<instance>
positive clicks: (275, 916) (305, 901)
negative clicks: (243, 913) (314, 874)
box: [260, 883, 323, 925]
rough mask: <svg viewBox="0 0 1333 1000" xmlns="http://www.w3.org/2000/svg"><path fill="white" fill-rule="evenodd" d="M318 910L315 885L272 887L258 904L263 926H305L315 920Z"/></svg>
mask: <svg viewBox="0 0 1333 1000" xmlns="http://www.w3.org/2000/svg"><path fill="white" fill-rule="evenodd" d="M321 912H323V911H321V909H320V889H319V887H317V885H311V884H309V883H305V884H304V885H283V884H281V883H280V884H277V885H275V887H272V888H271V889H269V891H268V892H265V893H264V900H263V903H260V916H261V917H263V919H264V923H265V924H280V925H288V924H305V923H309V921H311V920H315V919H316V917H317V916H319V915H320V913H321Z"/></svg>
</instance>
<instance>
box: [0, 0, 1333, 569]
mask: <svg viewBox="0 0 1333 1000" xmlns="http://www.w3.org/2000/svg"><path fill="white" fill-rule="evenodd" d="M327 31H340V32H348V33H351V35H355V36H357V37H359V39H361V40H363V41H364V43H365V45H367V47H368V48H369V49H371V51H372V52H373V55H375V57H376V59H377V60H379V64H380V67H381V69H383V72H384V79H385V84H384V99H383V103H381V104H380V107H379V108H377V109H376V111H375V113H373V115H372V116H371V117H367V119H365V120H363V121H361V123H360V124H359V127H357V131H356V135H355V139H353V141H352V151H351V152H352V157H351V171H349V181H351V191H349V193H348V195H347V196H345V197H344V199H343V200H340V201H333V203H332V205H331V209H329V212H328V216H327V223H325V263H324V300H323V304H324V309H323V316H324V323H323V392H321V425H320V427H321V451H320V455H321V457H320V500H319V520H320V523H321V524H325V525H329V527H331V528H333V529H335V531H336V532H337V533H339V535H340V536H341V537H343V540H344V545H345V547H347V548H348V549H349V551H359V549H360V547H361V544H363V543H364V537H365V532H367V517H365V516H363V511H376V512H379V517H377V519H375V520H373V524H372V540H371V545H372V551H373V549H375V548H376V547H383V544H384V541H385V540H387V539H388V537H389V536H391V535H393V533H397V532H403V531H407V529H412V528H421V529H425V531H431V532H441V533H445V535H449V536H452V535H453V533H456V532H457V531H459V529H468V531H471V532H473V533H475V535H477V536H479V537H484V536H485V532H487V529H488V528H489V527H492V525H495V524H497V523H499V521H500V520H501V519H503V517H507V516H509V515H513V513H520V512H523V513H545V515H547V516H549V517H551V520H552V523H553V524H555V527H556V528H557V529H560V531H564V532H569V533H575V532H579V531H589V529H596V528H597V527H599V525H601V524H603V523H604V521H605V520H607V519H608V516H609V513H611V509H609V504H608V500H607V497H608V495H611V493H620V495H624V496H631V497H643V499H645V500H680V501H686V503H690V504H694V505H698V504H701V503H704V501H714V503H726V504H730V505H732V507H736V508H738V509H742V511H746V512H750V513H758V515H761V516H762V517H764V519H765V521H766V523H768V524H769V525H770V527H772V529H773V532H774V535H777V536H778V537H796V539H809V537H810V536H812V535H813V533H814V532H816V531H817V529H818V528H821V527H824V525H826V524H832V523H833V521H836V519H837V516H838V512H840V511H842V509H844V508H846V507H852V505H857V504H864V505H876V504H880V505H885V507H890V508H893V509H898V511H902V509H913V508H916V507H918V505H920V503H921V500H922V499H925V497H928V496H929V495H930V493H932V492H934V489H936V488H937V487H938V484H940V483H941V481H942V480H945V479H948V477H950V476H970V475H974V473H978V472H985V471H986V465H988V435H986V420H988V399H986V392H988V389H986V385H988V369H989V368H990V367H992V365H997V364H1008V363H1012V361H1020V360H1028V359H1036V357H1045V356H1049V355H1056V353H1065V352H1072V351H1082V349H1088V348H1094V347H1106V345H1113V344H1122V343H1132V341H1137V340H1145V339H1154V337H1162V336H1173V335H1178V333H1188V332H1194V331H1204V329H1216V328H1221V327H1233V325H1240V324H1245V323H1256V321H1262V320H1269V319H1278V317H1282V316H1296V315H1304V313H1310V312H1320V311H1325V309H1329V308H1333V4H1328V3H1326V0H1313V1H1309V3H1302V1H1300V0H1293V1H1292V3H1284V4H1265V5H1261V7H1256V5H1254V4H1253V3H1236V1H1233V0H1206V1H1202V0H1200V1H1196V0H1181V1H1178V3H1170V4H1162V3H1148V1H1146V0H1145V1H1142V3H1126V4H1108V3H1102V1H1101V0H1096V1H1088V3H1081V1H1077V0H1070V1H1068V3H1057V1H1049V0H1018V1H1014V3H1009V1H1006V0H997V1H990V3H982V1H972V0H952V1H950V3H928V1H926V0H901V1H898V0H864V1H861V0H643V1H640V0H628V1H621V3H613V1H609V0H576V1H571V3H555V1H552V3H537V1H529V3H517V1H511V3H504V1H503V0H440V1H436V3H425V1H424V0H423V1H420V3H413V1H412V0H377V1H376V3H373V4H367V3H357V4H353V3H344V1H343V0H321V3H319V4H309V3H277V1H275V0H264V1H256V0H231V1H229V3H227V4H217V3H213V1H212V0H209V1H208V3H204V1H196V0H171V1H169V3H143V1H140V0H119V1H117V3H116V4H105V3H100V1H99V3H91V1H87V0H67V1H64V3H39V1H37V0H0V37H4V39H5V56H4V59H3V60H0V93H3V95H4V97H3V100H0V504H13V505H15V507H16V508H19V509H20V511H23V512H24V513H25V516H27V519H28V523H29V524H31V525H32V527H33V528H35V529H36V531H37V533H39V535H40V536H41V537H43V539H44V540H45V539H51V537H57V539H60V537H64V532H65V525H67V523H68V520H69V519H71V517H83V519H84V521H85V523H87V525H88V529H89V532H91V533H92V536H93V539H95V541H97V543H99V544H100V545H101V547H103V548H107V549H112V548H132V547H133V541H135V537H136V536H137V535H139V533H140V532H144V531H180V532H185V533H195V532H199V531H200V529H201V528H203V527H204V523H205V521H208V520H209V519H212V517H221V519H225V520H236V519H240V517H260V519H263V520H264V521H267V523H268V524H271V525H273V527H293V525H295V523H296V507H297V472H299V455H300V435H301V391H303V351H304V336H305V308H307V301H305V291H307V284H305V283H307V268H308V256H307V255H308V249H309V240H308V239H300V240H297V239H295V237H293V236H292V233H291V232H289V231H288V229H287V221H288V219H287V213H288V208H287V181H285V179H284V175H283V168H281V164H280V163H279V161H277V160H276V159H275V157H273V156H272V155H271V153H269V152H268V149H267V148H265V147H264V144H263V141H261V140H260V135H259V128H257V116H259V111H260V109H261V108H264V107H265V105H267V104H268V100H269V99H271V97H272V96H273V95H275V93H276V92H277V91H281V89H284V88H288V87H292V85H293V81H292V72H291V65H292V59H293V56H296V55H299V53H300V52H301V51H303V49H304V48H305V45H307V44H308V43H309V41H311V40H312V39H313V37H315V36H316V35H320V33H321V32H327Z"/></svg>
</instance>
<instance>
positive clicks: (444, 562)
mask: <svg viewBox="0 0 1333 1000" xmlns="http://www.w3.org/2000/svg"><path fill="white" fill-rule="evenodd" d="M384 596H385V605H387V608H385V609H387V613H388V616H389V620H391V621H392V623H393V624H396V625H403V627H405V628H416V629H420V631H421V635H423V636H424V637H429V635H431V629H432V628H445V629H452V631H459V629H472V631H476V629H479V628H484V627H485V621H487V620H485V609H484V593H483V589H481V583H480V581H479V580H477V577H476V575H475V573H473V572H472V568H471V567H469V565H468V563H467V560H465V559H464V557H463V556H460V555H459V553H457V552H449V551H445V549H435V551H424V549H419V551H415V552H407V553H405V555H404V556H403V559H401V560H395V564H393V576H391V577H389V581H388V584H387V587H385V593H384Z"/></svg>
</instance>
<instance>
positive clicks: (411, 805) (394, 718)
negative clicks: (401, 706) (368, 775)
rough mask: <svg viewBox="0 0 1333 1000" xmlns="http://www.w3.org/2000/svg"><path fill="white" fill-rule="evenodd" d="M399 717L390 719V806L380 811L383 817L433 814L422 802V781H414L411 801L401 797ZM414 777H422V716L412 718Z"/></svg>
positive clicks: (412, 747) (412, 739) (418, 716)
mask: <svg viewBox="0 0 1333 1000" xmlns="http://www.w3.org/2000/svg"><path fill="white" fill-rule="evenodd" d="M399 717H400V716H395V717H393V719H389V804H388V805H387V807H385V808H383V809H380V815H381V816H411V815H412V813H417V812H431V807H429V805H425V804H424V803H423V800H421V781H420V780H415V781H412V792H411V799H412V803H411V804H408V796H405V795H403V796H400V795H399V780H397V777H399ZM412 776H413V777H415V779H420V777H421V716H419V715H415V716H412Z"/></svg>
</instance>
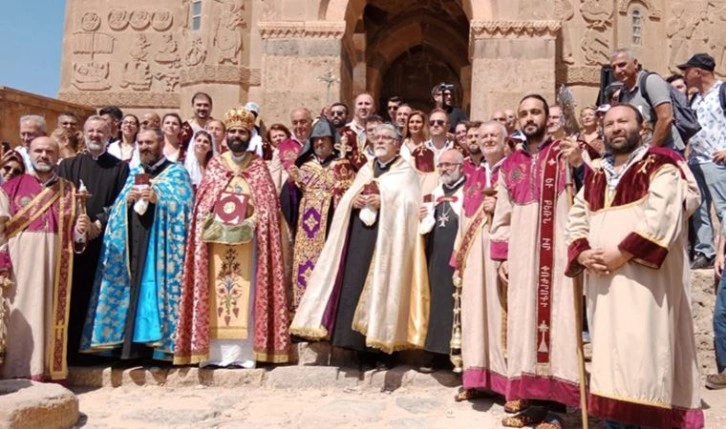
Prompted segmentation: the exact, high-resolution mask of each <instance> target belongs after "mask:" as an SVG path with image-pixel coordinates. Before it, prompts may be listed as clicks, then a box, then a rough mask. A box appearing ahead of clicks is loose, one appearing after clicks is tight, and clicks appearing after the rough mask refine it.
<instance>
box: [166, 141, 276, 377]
mask: <svg viewBox="0 0 726 429" xmlns="http://www.w3.org/2000/svg"><path fill="white" fill-rule="evenodd" d="M225 156H227V158H229V157H228V155H227V154H224V155H221V156H217V157H215V158H213V159H212V160H211V161H210V162H209V165H208V167H207V172H206V174H205V175H204V179H203V180H202V183H201V184H200V185H199V188H198V189H197V195H196V201H195V204H194V215H193V216H194V218H193V221H192V225H191V228H190V229H189V238H188V240H187V243H188V244H187V251H186V260H185V264H184V274H183V286H182V287H183V291H182V298H181V304H180V306H179V308H180V315H179V325H178V328H177V338H176V346H175V350H176V352H175V355H174V363H176V364H190V363H192V364H193V363H200V362H205V361H207V360H208V358H209V346H210V322H209V319H210V316H209V303H210V293H209V291H210V285H209V269H210V260H209V246H210V245H209V244H207V243H205V242H203V241H202V240H201V233H202V226H203V219H204V218H205V216H206V215H207V214H208V213H210V212H211V211H212V209H213V207H214V204H215V203H216V202H217V201H218V199H219V198H220V195H221V194H222V192H223V191H224V190H225V189H226V188H227V185H228V184H229V183H230V182H231V181H232V180H233V179H234V178H235V173H234V172H233V170H232V169H231V168H230V167H229V166H228V161H227V160H226V159H225ZM247 156H250V157H251V161H249V163H248V164H247V165H246V166H245V165H244V164H243V167H242V169H241V173H239V175H240V177H241V178H242V179H244V181H245V182H246V183H248V184H249V187H250V188H251V193H252V198H253V200H254V204H255V216H256V226H255V240H254V243H255V253H256V260H255V266H256V270H255V271H254V272H253V274H252V275H254V280H255V287H254V297H251V299H252V300H253V302H252V304H251V307H252V308H253V309H254V310H253V311H254V321H253V325H254V326H253V327H252V329H251V331H252V332H254V358H255V360H257V361H260V362H275V363H282V362H287V361H289V359H290V335H289V332H288V306H287V297H286V293H285V281H284V274H283V257H282V249H281V242H282V241H281V240H282V238H281V232H280V202H279V201H278V199H277V198H276V193H275V188H274V185H273V183H272V179H271V178H270V173H269V172H268V170H267V166H266V165H265V162H264V161H263V160H262V159H260V158H258V157H257V156H256V155H252V154H247Z"/></svg>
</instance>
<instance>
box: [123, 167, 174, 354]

=====

▶ [Problem to solve]: Take the material from its first line through the line containing "box: [260, 883, 323, 925]", and rename "negative clicks" to "background clicks" in those lines, changing nothing else.

▶ [Answer for this exercise]:
<instance>
positive clicks: (275, 916) (305, 901)
background clicks: (243, 913) (314, 874)
box: [260, 883, 323, 925]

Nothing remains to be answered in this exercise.